**GIVEN PROBLEM:**
Return every line in the rows below, unchanged, from the one containing "Target: bare tree trunk" down to the one containing "[(636, 447), (964, 388), (880, 503), (787, 393), (670, 389)]", including both of those lines.
┄┄┄┄┄┄┄┄┄┄
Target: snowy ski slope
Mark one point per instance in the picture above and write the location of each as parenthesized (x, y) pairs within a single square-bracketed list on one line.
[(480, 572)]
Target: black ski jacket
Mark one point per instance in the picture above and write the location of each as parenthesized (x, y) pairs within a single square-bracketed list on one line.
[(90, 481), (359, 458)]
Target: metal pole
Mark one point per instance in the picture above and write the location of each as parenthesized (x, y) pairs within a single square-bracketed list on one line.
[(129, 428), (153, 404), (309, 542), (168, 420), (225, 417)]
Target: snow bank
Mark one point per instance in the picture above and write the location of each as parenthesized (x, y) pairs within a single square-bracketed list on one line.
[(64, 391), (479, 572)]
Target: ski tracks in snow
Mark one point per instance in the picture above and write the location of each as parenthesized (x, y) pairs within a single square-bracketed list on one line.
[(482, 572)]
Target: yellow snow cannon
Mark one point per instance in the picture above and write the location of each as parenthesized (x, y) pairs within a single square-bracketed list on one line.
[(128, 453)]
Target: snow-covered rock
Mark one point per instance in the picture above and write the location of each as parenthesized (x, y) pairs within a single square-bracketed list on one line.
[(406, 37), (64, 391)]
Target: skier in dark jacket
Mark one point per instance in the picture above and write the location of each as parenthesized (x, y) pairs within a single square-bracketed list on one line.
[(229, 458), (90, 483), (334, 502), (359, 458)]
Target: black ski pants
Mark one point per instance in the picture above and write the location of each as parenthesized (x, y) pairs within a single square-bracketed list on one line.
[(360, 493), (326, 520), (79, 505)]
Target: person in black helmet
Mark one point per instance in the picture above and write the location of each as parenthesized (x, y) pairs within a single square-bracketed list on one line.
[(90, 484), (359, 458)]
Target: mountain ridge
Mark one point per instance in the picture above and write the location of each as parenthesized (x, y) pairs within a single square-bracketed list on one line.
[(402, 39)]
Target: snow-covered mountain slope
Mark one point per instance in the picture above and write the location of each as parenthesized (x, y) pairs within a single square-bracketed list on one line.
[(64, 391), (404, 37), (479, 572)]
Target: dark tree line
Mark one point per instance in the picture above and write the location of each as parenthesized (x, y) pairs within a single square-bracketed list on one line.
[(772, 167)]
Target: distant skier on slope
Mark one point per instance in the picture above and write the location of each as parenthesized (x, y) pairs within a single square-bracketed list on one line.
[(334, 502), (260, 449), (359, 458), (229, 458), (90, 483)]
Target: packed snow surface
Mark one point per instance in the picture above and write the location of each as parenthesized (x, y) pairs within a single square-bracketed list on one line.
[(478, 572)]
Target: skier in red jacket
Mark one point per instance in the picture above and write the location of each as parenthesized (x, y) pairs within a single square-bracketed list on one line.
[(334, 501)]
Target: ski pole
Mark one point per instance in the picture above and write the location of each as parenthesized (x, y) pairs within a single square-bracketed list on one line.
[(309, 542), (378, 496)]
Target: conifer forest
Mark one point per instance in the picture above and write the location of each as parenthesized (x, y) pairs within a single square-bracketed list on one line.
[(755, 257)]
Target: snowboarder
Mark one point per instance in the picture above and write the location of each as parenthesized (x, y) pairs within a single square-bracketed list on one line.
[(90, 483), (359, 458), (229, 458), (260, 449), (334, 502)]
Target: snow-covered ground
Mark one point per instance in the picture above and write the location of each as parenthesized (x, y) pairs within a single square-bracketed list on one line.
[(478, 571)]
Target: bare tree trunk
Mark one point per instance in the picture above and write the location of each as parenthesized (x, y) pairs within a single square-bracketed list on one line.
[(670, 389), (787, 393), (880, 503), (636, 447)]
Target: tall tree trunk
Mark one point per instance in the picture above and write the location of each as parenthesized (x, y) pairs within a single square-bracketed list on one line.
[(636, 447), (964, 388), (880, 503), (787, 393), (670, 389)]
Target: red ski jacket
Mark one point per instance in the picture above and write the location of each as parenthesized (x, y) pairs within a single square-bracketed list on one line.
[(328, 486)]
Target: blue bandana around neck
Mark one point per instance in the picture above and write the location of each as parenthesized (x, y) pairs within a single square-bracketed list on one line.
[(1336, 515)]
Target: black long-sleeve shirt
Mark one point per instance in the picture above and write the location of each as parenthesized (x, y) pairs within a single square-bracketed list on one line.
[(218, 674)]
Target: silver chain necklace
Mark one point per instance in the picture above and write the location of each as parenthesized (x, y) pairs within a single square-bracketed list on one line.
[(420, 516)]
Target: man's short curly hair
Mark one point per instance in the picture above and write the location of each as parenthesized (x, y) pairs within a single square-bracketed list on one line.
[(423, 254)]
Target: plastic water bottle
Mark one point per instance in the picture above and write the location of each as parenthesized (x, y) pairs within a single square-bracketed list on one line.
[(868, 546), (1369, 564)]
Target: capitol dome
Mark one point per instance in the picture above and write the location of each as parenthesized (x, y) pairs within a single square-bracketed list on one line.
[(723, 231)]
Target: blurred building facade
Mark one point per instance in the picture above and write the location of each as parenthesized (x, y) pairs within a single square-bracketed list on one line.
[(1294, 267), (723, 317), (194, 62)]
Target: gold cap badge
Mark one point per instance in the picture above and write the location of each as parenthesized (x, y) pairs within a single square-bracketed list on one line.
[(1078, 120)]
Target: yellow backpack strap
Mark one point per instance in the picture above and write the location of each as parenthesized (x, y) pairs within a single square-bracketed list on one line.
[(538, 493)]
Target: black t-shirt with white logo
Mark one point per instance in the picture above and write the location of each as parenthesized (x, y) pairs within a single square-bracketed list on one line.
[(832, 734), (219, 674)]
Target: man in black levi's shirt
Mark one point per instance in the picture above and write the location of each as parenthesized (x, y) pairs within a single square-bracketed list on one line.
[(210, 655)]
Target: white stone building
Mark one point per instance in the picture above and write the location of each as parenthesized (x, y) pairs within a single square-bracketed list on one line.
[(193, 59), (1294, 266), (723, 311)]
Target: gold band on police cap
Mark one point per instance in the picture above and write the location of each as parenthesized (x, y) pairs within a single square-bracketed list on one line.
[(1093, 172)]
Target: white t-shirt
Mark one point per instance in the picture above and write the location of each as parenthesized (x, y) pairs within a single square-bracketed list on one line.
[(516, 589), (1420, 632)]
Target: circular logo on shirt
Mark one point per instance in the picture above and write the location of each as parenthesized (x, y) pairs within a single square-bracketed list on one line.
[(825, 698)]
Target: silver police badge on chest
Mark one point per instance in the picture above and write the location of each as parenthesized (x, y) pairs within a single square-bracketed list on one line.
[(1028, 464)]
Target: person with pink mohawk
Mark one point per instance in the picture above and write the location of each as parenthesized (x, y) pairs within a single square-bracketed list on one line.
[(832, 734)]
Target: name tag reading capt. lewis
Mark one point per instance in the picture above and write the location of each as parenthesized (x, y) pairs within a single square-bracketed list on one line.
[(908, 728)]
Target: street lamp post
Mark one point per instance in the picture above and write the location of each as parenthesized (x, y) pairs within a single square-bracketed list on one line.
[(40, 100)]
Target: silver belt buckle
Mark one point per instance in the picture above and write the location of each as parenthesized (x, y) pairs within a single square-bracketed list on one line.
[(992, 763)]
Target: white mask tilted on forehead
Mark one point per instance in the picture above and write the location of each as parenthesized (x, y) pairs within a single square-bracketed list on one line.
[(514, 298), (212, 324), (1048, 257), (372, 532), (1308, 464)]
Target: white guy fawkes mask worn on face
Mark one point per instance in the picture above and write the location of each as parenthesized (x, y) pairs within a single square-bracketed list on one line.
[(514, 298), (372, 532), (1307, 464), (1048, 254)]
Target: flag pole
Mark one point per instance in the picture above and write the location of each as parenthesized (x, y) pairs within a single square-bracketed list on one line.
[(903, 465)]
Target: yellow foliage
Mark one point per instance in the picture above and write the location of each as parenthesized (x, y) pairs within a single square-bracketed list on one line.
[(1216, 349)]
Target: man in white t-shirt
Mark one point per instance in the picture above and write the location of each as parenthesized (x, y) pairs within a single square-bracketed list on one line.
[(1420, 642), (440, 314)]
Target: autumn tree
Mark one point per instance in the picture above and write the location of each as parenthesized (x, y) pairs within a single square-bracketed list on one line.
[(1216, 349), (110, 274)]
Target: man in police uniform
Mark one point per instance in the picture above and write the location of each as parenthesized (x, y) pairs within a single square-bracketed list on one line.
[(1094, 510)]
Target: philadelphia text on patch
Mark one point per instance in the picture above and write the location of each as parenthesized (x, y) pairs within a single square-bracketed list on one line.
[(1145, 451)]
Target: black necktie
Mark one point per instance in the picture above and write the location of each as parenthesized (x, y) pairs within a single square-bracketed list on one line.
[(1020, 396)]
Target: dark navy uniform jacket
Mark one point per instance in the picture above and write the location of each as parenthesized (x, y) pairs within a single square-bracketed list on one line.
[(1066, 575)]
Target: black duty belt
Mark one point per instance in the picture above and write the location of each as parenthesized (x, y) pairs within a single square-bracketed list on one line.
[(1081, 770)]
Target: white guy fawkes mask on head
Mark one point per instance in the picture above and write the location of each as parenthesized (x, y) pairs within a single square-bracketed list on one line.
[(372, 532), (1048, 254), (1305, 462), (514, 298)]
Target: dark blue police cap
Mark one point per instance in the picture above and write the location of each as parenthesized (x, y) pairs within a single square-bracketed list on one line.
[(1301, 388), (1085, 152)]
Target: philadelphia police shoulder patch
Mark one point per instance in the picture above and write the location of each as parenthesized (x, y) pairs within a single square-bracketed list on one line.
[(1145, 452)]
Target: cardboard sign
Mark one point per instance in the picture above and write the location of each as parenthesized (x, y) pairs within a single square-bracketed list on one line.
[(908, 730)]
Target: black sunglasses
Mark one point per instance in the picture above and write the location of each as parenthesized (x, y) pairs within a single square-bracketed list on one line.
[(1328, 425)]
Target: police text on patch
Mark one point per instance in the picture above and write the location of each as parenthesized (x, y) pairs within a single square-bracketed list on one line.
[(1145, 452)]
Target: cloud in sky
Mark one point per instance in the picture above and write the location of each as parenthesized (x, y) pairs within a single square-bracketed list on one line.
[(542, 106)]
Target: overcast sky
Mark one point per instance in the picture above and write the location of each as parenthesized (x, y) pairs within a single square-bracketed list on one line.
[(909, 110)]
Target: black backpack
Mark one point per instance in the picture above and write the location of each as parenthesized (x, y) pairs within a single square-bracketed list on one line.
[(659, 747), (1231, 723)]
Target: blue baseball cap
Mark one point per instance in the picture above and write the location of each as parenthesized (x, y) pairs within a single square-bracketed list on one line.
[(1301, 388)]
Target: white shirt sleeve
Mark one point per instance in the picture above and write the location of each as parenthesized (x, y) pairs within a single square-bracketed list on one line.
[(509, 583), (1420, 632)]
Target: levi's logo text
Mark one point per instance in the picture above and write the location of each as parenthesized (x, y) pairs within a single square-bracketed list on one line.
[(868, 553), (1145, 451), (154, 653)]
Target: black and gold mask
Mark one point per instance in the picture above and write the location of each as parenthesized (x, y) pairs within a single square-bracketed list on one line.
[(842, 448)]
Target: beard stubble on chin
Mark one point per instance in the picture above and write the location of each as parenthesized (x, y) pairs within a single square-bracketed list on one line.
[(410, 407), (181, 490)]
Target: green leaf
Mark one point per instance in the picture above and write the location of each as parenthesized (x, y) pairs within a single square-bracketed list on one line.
┄┄┄┄┄┄┄┄┄┄
**ANSWER TO THIS PROBLEM:**
Target: bare tree trunk
Mark one point per instance in the picture above and write the location of each as parenthesized (x, y) pairs within a single square-bracketed list on one line.
[(670, 389), (787, 393), (880, 503), (636, 447)]
Target: tall tree trunk
Mark one point per instance in the picture above and write the location of each as parenthesized (x, y) pairs within a single square-bracketed list on one line.
[(636, 447), (964, 388), (880, 503), (787, 393), (670, 389)]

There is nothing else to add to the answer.